### [Task to carry out]
Transcribe the lines of the records starting with the one that has "of the large" in it and ending with the last, and transcribe nothing else.

(Entries from a pointing dataset)
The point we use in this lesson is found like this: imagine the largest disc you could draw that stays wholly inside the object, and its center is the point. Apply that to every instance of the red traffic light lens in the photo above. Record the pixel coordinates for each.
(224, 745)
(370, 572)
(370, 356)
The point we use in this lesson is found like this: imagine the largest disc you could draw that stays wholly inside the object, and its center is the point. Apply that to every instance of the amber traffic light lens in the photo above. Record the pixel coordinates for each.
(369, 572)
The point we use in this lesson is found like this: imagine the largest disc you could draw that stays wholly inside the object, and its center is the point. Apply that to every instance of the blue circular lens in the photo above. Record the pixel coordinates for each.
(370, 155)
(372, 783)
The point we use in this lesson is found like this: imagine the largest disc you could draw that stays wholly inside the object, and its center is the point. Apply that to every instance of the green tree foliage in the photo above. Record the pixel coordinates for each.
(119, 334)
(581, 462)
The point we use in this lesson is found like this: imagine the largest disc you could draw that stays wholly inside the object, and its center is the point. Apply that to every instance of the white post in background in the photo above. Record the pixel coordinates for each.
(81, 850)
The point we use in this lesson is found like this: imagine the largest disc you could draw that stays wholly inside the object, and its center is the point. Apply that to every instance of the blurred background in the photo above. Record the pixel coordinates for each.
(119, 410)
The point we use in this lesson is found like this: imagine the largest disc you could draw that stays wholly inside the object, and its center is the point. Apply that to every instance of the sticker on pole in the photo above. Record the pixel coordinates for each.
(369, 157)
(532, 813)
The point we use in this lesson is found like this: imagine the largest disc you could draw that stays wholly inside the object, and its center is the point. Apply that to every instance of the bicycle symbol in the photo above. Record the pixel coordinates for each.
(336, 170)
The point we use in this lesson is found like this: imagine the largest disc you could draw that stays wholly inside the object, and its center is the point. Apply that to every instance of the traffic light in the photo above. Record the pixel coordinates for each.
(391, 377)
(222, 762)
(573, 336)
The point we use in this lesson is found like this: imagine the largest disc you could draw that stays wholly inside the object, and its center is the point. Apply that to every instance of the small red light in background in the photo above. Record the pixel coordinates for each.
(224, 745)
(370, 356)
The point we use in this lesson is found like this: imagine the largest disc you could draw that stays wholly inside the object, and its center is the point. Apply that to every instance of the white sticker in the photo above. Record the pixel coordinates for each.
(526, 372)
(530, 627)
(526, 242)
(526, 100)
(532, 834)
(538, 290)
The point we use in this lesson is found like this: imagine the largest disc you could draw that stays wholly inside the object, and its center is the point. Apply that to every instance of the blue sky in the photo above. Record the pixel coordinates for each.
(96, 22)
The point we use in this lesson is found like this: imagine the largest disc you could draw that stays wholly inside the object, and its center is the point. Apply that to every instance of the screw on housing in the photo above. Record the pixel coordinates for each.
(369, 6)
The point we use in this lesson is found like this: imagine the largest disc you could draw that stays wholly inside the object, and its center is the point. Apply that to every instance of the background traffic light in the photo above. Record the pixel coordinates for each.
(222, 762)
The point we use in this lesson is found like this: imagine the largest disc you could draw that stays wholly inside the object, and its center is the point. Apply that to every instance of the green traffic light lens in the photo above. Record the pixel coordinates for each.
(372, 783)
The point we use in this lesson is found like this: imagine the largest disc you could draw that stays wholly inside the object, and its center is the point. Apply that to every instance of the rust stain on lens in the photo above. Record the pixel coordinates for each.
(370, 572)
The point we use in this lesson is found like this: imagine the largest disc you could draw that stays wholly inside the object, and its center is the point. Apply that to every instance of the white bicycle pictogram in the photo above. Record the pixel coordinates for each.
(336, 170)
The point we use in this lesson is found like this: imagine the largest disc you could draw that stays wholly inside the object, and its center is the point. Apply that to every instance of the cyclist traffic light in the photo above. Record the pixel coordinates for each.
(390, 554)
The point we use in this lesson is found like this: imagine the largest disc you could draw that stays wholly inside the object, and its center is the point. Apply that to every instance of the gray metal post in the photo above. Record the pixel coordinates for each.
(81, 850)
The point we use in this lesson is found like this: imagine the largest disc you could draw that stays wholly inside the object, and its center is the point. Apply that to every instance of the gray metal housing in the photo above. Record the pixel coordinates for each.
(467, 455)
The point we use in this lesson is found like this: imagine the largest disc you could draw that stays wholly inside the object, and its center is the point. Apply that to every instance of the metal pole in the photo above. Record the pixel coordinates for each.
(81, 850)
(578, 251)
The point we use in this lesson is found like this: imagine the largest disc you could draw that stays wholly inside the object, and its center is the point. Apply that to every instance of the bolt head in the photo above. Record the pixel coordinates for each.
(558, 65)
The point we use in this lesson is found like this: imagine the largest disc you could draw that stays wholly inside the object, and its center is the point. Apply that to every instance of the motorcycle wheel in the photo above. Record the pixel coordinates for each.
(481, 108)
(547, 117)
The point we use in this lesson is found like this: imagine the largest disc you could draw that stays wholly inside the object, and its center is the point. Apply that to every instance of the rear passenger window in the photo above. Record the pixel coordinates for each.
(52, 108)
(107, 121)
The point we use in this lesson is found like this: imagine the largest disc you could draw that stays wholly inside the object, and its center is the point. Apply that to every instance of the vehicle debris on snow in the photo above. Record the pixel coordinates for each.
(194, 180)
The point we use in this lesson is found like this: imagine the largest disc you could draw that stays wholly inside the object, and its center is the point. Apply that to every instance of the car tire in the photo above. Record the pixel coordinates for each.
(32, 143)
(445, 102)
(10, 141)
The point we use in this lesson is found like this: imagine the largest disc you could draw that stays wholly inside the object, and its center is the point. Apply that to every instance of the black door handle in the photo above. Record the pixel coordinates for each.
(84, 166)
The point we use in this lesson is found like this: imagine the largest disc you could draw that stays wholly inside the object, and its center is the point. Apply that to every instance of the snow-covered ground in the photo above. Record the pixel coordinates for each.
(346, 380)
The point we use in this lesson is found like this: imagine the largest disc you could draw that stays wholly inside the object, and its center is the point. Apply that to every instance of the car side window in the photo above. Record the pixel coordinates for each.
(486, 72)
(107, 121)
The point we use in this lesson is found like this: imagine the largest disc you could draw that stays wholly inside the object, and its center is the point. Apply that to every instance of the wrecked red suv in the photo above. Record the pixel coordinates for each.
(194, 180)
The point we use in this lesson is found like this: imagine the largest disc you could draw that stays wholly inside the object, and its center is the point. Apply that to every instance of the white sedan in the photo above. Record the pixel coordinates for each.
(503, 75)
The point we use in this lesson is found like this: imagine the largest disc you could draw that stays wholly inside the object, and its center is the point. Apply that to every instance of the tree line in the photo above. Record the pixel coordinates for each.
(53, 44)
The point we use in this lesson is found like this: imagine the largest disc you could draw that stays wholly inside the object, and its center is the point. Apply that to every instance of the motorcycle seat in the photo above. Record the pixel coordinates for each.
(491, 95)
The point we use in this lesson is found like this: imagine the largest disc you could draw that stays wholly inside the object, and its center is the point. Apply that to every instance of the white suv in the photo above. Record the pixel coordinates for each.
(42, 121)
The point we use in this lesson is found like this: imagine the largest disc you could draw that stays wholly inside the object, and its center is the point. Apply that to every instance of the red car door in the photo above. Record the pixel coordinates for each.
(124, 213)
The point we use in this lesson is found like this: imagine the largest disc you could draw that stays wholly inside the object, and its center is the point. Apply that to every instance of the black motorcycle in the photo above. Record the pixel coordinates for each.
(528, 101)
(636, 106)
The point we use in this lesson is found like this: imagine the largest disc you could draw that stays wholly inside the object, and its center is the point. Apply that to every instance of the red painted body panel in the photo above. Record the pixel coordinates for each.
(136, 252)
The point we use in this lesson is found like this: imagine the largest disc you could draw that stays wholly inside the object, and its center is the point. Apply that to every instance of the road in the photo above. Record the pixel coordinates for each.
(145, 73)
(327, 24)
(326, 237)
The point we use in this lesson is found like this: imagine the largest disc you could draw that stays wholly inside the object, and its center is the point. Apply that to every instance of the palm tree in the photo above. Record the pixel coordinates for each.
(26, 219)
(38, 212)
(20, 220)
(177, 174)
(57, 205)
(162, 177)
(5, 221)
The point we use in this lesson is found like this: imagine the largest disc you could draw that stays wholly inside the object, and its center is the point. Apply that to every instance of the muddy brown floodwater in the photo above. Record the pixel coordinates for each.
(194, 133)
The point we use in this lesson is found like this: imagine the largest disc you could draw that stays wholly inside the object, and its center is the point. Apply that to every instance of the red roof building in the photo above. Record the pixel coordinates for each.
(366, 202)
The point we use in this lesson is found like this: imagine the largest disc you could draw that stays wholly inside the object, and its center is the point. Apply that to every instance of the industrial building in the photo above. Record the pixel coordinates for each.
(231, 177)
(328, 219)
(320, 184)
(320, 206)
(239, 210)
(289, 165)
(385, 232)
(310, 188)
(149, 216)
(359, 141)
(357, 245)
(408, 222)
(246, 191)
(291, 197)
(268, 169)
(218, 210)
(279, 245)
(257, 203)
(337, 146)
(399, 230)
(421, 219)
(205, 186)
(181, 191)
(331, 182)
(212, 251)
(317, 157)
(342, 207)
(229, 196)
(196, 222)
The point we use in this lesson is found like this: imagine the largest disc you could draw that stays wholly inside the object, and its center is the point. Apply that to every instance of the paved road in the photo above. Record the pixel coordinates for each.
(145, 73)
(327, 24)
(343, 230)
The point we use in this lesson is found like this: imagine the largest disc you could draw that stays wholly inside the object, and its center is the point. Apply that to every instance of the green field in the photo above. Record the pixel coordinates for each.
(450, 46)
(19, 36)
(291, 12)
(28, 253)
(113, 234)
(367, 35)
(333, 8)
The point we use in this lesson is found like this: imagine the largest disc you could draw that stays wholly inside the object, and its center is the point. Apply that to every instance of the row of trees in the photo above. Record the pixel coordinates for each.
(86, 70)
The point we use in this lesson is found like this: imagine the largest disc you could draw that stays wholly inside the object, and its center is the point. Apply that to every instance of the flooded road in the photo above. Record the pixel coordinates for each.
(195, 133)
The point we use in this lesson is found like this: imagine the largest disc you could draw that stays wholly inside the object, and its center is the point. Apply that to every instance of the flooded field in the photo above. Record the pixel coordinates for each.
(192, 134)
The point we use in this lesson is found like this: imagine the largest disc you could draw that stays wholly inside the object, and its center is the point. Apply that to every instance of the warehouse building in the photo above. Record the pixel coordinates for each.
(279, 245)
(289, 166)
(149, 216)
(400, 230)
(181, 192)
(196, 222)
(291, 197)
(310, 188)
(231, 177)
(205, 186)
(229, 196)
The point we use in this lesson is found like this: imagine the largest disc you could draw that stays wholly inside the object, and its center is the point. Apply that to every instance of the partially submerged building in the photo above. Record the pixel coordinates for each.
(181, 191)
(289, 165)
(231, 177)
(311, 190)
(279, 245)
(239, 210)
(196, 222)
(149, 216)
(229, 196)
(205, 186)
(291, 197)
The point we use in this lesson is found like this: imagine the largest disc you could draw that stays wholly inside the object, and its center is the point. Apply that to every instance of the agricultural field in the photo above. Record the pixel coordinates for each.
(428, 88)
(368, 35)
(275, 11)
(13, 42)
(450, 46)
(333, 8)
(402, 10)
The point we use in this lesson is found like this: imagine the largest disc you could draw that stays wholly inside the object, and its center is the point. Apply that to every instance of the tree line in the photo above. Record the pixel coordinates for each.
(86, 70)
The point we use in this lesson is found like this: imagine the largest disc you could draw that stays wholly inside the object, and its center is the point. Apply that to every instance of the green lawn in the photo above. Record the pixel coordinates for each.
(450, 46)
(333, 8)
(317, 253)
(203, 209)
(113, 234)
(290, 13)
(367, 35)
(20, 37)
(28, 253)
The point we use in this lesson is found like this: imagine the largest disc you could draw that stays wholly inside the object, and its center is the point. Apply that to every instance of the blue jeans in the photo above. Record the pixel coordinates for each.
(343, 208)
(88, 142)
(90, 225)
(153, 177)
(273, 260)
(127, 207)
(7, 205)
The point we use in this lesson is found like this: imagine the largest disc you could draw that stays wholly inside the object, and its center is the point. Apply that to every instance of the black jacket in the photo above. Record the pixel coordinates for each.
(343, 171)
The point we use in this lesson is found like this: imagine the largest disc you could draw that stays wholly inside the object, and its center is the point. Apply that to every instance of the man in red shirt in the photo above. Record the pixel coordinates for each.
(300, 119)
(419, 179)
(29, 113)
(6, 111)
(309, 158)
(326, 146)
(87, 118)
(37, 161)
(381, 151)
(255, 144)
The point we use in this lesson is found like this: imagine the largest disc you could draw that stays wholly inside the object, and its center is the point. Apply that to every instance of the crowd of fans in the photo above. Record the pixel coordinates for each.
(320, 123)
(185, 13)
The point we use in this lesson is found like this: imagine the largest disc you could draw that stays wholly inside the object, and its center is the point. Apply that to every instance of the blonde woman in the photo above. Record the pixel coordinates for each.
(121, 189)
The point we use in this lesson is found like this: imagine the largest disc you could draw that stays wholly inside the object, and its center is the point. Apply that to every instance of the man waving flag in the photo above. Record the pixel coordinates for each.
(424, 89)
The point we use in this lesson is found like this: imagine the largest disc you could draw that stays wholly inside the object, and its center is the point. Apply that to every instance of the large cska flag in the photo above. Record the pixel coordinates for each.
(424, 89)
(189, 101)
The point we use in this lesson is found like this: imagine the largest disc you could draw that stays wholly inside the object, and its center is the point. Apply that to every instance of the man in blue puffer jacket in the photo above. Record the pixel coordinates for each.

### [Task output]
The point we use in this lesson is found like this: imagine the largest disc you could draw that stays wholly inside the object, and its center is the point. Apply that to every instance of the large cska flag in the photo above. Record the pixel coordinates for each.
(424, 89)
(189, 101)
The point we use in this lesson is found like this: imagine the largest disc you could draw that stays wholly inside the object, and its center is the point. Apply that to every instance of the man in blue puffer jacket in the photo above. Record the pixel coordinates for each.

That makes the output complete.